* _TEXT PASSAGE_
□ □ □ □
The fill solution flows through the turbines within the predefined pressure range, for example 1 to 2 bar, and the revolutions (converted to volume) are "opened" and "closed off" according to the dose. In my experience, the technology is not yet sophisticated enough in the range from 5 to 20 ml.

12.E.2 Process for filling LVP containers in cleanliness grade C

Figure 12.E-2 shows the individual steps required for filling in a facility for LVP (Large Volume Parenterals) in cleanliness grade C. Dosage controls should be performed hourly, and half-hourly for high capacity machines. An additional dosage control should also be performed for every anomaly.

Figure 12.E-2 Process for filling LVPs solution in cleanliness grade C 

Process for filling LVPs solution in cleanliness grade C

  • Check the bottle washing machine (acc. to checklist) and hot air tunnel, if applicable
  • Check pressure differentials between cleanliness grade C/cleanliness grade D and the immediate containers (release, batch, hydrolytic class, etc.)
  • Check that the reservoir/holding tank is assigned to the filling system (batch, date, preparation, final container)
□ □ □ □
* _DIRECTIONS FOR THIS TASK_
Continue the passage on filling LVP containers from the point where it ends. The rows below were taken from a separate source.

* _EXCERPTED RECORDS_
□ □ □ □
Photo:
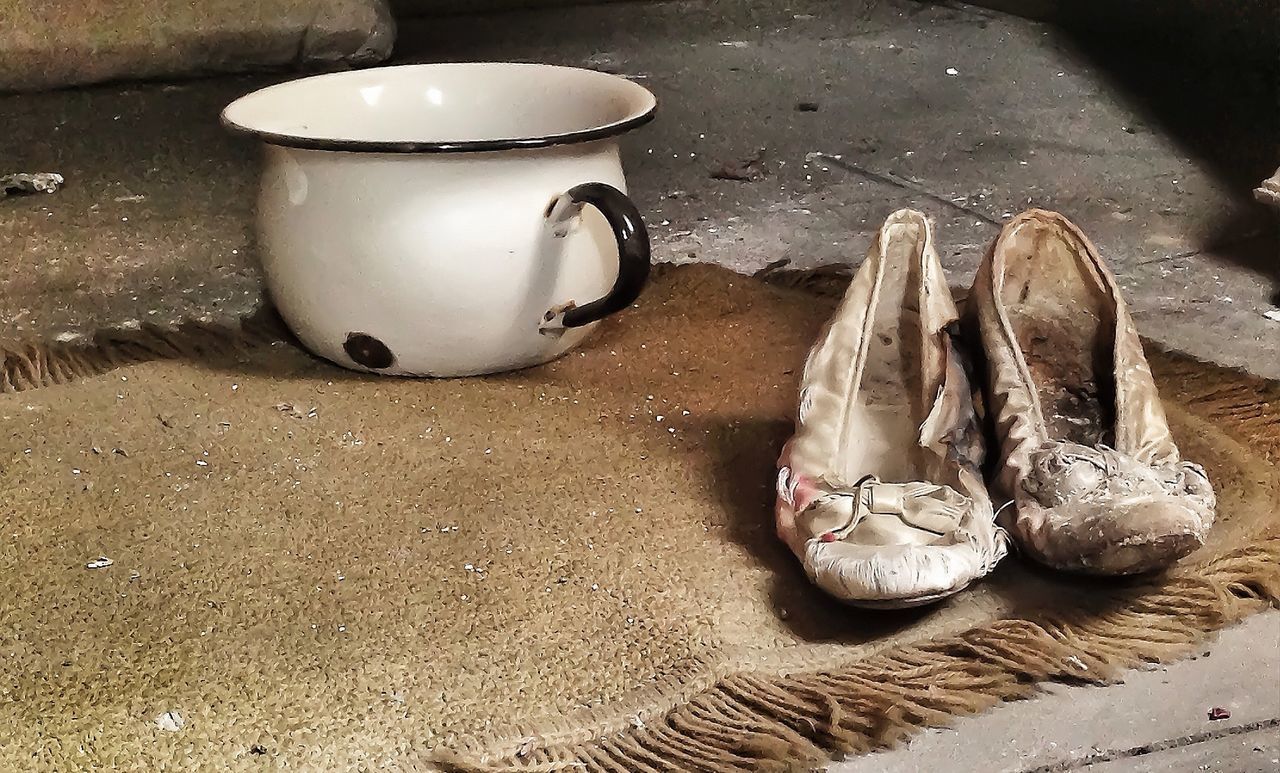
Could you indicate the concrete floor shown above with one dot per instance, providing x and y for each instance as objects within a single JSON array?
[{"x": 964, "y": 113}]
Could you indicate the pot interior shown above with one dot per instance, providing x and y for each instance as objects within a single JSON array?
[{"x": 443, "y": 106}]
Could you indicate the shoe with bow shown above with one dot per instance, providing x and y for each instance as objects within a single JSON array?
[{"x": 880, "y": 492}]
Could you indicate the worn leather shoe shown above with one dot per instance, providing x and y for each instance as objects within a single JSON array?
[
  {"x": 1086, "y": 454},
  {"x": 880, "y": 492}
]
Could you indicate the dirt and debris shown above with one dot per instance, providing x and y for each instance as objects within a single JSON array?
□ □ □ □
* _FINAL ANSWER_
  • Check the LF equipment (particle and flow rate measurement), documentation
  • Check the stoppers to be used (type, release, cleaning and sterilisation processes)
  • Check and calibration of the weighing apparatus for dosage control
  • Place the stoppers in the clean propellant vessel of the capping machine
  • Attach the cleaned and sterilised pumps, terminal filters and tube connections to the level vessel
  • Connect the solution feed, if necessary with a 0.2 mm/0.45 mm filter from the holding tank/reservoir to the level vessel of the filling machine
  • Start the pump function for self-priming and pumping out in a sample vessel for IPC of the integrity of the solution
  • Check the immersion depth of the filling needle in the object
  • Check the dosage amount
  • Check that the capping machine is functioning correctly (crimping)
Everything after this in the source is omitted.